**Quoted text**:
☆ ☆ ☆ ☆ ☆ ☆ ☆
The justification, such as it was, is that we are preventing the slaughter of innocent people by supporting the rebels.  So, when the rebels take over and start slaugthering Khadaffi supporters, are we going to bomb the hell out of them?

It was supposed to be a no-fly zone.  Militarily, I can certainly justify all the cruise missiles targeted at the air defense network.  To police a no-fly zone you must have absolute air superiority.  You can't achieve that when you're dodging SAMs.  SAMs aren't effective if they're not guided.  You take out the ability to guide them before you start flying your F-16s and Mirages and Tornados over the country.  However, if it is only to police the no-fly zone, why am I seeing bombed out tanks and personnel carriers?  Has Ghaddafi achieved what I thought might be impossible?  The M1A1 Flying Tank?

In 2003 Colonel Ghaddafi foreswore terrorism.  This wasn't some conversion on the road to Damascus moment for the good colonel.  Before that he had been one of the most prolific supporters of terrorism in the world.  One has only to look at Pan Am 103.  If you need more convincing, look up his provision of arms and, more importantly, Semtex, to the Provisional IRA, as well as many others.  No, Ghadaffi decided against terrorism for one simple reason.  Whatever you might think of the Bush Administration, its actions put people on notice that the kid gloves were off.  Paraphrasing the President, "If you ain't with us, you're agin us."  Regime change in Libya was certainly in the war plans somewhere.  Khadaffi may be as crazy as a shithouse rat, but he's not stupid.  Above all he, like most other tinpot dictators, is a pragmatist.  If what I'm doing is going to get me a one-way trip to sunny Guantanamo, maybe I better quit doing it.  Now, however, our current president is saying that Ghaddafi must go.  We're making it very possible that the rebels sweep into Tripoli and hang the good colonel from the nearest lamp post.  I, for one, will not shed a tear.  However, since he has nothing to lose, do you think he might decide to wreak a little revenge while he still can?
☆ ☆ ☆ ☆ ☆ ☆ ☆
**Short task 1**:
Lay out everything in the records from the line containing "of the hazy" down to the line containing "column 830, row 148" as a JSON list of strings, one string per line, leaving out blank lines.
The text and the records have no connection to each other.

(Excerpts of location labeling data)
☆ ☆ ☆ ☆ ☆ ☆ ☆
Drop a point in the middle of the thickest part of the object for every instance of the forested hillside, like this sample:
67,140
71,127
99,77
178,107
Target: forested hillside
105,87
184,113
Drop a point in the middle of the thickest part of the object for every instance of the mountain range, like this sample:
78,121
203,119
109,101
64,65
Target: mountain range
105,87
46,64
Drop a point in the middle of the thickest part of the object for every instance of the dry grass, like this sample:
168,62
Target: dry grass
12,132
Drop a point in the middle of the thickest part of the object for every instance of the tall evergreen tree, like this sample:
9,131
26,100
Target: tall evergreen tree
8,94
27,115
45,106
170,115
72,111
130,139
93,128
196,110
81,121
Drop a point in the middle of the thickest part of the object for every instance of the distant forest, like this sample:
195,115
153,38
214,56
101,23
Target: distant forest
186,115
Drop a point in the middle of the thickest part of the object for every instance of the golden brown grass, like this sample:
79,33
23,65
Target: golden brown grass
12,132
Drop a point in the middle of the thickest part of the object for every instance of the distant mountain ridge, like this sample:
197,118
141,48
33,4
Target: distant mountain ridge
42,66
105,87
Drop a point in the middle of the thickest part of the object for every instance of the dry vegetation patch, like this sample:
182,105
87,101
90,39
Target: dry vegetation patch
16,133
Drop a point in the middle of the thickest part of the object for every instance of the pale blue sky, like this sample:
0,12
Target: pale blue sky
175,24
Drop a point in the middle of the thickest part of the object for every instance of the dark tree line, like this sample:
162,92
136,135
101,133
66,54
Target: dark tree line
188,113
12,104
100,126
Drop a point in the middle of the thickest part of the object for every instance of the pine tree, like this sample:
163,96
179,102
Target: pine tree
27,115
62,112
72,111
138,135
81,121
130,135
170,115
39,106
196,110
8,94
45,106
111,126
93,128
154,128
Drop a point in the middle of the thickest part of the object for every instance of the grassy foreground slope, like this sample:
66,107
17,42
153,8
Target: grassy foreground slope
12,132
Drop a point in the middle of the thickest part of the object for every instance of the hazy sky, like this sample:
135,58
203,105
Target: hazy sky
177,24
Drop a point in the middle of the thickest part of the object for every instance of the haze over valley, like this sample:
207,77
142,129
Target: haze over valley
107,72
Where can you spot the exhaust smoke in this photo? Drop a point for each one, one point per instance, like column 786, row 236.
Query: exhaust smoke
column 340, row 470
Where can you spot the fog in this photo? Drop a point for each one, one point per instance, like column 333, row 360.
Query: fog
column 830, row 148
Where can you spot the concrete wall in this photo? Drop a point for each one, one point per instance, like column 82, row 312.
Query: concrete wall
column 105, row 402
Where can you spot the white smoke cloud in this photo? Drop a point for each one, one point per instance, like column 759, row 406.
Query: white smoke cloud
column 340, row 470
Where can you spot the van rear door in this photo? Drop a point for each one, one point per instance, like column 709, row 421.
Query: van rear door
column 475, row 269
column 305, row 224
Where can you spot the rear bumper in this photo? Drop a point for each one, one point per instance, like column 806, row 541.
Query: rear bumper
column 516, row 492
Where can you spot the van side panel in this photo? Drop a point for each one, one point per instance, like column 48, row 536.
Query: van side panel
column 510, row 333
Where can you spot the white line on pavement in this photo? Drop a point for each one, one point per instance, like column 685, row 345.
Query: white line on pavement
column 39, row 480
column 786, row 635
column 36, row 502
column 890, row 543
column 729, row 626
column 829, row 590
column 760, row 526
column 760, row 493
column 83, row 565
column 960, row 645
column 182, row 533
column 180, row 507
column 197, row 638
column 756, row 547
☆ ☆ ☆ ☆ ☆ ☆ ☆
**Short task 2**:
Sum up the text on Libya in two sentences.

**Output 1**:
[
  "Drop a point in the middle of the thickest part of the object for every instance of the hazy sky, like this sample:",
  "135,58",
  "203,105",
  "Target: hazy sky",
  "177,24",
  "Drop a point in the middle of the thickest part of the object for every instance of the haze over valley, like this sample:",
  "207,77",
  "142,129",
  "Target: haze over valley",
  "107,72",
  "Where can you spot the exhaust smoke in this photo? Drop a point for each one, one point per instance, like column 786, row 236.",
  "Query: exhaust smoke",
  "column 340, row 470",
  "Where can you spot the fog in this photo? Drop a point for each one, one point per instance, like column 333, row 360.",
  "Query: fog",
  "column 830, row 148"
]

**Output 2**:
The writer questions the intervention in Libya, saying a no-fly zone justifies strikes on the air defense network but not the bombed-out tanks and personnel carriers now being seen. The writer adds that Ghaddafi gave up terrorism in 2003 as a pragmatist after the Bush Administration's actions, and asks whether, with the current president saying he must go and nothing left to lose, he might seek revenge.